■ **Selected text**
* start *
The Journal is published by Palermo University Press. The direction
of the new editorial project, on the occasion of the release of its
first issue, announces a Call for papers on the theme “South – North:
Identity, Development, Borders”. All contributions will be
peer-reviewed for acceptance. The first Issue of the Journal will be
published in June 2018. All contributions should be written in
English or in Italian.

The journal welcomes contributions in any of the disciplines that
pertain to the field of political studies, broadly conceived
(including multidisciplinary approaches and methods).

Introduction to the Theme of the First Issue

The dichotomy South-North of the World, South-North of a country, is,
historically, a crucial hermeneutical key for understanding the
emerging dynamics that affect different aspects of the social reality
(e.g. cultural changes, changes in the economy, new ways of
interpreting Politics, etc.). In particular, among such dynamics we
wish to emphasise:

1. The predominance of economic power over policy-making decisions and
   over the global juridical order;

2. The radical drop of collective welfare with the consequent
   radicalisation of material inequalities across different sectors of
   the population;

3. The new dramatic humanitarian crises that challenge the
   justification of state power;

4. The destructuralization of traditional societies and the request
   of new rights;

5. The re-emergence of racism and extremism in advanced liberal
   democracies;

6. The concept of border-wall to be erected for political
   securitarian reasons, as well as the new demands of flexible
   borders (both physical, political, cultural, etc.);

7. The fluidity of values between cosmopolitan demands and
   identitarian resistances.

Research Guidelines

The Call for Papers intends to develop the following research themes:

a) Identity
The concept of identity understood as what defines an entity in
virtue of its qualities and features that demarcate differences or
alterity with other entities; as well as what defines the membership
of a subject in a social group (the nation, ethnicity, gender, etc.).
* end *
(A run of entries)
* start *
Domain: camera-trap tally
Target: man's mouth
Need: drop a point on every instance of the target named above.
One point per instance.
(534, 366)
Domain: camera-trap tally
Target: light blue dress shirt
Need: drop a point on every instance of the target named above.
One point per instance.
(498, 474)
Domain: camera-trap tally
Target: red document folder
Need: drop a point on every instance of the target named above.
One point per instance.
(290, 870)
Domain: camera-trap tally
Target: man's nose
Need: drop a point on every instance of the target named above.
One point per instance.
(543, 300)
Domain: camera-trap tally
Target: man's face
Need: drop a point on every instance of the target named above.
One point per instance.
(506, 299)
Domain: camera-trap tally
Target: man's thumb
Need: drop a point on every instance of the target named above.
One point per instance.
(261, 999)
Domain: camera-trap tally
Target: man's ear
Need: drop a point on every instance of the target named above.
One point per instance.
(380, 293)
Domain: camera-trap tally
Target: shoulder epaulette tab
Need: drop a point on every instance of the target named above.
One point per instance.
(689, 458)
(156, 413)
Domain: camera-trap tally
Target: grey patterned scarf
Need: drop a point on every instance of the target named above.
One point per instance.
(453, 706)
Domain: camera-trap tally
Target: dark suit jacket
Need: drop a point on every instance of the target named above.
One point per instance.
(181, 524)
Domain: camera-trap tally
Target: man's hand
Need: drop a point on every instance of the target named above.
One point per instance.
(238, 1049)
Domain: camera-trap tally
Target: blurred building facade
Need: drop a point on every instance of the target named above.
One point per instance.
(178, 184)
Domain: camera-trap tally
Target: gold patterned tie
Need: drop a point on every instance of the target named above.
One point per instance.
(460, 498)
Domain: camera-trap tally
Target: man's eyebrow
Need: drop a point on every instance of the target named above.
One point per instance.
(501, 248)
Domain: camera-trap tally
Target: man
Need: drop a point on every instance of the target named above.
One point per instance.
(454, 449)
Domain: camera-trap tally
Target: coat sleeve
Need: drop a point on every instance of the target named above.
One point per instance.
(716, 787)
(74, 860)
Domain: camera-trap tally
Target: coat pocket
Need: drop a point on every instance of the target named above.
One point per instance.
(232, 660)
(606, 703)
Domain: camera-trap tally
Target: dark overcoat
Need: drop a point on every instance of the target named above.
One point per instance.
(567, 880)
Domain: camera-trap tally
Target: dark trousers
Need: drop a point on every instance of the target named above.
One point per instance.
* end *
■ **Given instruction**
Return the call for papers above in full, word for word.

■ **Reply**
The Journal is published by Palermo University Press. The direction
of the new editorial project, on the occasion of the release of its
first issue, announces a Call for papers on the theme “South – North:
Identity, Development, Borders”. All contributions will be
peer-reviewed for acceptance. The first Issue of the Journal will be
published in June 2018. All contributions should be written in
English or in Italian.

The journal welcomes contributions in any of the disciplines that
pertain to the field of political studies, broadly conceived
(including multidisciplinary approaches and methods).

Introduction to the Theme of the First Issue

The dichotomy South-North of the World, South-North of a country, is,
historically, a crucial hermeneutical key for understanding the
emerging dynamics that affect different aspects of the social reality
(e.g. cultural changes, changes in the economy, new ways of
interpreting Politics, etc.). In particular, among such dynamics we
wish to emphasise:

1. The predominance of economic power over policy-making decisions and
   over the global juridical order;

2. The radical drop of collective welfare with the consequent
   radicalisation of material inequalities across different sectors of
   the population;

3. The new dramatic humanitarian crises that challenge the
   justification of state power;

4. The destructuralization of traditional societies and the request
   of new rights;

5. The re-emergence of racism and extremism in advanced liberal
   democracies;

6. The concept of border-wall to be erected for political
   securitarian reasons, as well as the new demands of flexible
   borders (both physical, political, cultural, etc.);

7. The fluidity of values between cosmopolitan demands and
   identitarian resistances.

Research Guidelines

The Call for Papers intends to develop the following research themes:

a) Identity
The concept of identity understood as what defines an entity in
virtue of its qualities and features that demarcate differences or
alterity with other entities; as well as what defines the membership
of a subject in a social group (the nation, ethnicity, gender, etc.).